DATASET CONTENT ->
+-------+
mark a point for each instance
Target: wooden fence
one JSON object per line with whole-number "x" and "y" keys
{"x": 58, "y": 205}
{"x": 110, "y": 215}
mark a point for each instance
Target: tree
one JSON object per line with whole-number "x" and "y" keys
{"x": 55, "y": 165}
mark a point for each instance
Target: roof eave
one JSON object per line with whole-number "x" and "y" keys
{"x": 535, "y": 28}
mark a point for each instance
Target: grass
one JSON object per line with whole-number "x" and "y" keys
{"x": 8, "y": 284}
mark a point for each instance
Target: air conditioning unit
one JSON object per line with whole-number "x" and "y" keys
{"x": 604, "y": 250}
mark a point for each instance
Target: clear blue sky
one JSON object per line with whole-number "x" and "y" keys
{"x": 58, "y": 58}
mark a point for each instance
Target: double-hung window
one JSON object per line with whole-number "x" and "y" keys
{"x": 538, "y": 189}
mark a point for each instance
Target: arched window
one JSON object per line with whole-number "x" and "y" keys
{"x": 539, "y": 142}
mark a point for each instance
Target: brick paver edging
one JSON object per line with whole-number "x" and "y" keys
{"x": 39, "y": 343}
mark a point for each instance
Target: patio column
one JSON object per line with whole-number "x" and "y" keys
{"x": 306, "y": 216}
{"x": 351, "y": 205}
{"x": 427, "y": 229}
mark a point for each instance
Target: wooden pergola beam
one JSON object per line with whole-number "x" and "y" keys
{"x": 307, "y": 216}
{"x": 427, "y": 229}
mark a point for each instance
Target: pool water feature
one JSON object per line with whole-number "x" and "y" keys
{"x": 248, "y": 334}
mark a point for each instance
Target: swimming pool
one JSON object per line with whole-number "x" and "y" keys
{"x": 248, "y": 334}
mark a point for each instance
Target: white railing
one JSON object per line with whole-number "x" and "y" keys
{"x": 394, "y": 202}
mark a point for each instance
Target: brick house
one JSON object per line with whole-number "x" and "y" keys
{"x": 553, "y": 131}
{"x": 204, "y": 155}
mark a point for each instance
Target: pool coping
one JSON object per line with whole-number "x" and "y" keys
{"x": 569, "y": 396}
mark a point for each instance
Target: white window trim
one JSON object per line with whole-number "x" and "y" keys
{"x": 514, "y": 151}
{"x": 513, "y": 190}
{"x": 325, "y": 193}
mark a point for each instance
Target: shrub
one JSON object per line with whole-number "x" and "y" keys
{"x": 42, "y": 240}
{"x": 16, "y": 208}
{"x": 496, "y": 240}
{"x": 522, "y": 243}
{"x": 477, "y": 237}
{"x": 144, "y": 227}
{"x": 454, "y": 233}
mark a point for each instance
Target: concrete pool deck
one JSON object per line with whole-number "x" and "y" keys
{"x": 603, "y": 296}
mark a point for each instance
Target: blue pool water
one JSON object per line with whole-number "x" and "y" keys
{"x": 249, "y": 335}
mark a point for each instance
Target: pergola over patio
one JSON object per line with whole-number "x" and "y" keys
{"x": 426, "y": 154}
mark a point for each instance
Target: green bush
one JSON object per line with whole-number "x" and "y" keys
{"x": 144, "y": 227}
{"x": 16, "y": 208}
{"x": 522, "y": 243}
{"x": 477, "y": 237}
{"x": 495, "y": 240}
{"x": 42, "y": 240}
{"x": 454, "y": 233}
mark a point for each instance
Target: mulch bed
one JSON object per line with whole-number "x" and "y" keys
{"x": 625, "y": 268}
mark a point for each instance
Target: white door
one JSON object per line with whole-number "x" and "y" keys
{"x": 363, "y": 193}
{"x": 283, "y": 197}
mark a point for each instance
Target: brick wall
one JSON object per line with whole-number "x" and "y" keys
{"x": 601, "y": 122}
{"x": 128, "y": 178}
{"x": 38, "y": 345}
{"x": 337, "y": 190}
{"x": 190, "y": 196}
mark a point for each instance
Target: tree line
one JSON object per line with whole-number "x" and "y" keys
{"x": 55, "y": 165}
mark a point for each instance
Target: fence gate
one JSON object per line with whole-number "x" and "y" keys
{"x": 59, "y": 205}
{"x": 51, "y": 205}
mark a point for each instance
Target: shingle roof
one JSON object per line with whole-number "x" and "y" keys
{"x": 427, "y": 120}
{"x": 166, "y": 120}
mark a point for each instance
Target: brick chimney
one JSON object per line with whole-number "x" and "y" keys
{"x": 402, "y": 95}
+-------+
EXERCISE PROMPT ->
Return every line of the listing above that contains the string "roof". Matching is case-sensitive.

WRITTEN ANSWER ->
Target: roof eave
Target: shingle roof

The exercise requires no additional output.